Collection entries
━━━━

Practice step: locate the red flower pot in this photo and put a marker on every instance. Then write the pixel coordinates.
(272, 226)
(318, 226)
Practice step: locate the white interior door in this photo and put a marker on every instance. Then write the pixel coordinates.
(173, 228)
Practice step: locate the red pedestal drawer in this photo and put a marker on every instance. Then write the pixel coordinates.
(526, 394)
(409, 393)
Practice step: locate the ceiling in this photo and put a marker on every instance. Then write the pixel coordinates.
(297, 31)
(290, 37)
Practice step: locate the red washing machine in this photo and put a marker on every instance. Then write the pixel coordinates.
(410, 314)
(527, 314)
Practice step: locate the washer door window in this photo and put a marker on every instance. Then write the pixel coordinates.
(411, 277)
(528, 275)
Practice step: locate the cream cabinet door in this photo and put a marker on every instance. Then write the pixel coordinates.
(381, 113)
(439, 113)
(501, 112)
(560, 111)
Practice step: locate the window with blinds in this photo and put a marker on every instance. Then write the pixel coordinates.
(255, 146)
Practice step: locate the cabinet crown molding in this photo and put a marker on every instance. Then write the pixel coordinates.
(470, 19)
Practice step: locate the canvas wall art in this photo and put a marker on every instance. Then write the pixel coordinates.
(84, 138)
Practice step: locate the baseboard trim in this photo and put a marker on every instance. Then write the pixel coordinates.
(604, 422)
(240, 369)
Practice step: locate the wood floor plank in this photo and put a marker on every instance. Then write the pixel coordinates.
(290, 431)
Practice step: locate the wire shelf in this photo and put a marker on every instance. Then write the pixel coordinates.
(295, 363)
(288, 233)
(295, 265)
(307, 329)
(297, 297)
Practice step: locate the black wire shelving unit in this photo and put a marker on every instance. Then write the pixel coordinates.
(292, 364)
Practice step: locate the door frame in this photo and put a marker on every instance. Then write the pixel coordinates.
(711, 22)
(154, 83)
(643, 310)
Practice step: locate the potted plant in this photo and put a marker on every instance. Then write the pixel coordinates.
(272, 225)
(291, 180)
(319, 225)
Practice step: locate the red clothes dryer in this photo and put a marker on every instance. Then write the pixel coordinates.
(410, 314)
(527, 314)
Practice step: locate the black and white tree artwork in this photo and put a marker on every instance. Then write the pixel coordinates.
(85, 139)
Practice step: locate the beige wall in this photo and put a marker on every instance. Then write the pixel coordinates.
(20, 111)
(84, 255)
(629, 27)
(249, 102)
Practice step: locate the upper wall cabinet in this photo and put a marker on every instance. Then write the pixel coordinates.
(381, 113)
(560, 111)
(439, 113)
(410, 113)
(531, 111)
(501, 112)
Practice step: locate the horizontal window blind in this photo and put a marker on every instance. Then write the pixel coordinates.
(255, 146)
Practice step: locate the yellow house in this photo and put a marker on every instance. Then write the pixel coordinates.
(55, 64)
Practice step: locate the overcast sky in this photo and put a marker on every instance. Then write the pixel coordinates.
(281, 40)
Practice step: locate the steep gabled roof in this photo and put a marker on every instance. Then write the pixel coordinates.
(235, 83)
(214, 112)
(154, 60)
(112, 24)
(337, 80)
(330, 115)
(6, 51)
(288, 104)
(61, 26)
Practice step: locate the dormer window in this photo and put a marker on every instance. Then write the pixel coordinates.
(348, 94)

━━━━

#### AIM:
Retype the data above verbatim, from the line containing "Practice step: locate the overcast" through the end of the data.

#### RESPONSE TO THE TASK:
Practice step: locate the overcast sky in this photo and put a marker on every instance. Then write the pixel coordinates.
(281, 40)
Practice step: locate the steep gabled roof in this photo and put a marker on every instance. Then write the pixel coordinates.
(235, 83)
(214, 112)
(154, 60)
(112, 24)
(337, 80)
(330, 115)
(6, 51)
(288, 104)
(61, 26)
Practice step: locate the dormer window in this photo and put a marker on every instance. Then write the pixel coordinates.
(348, 94)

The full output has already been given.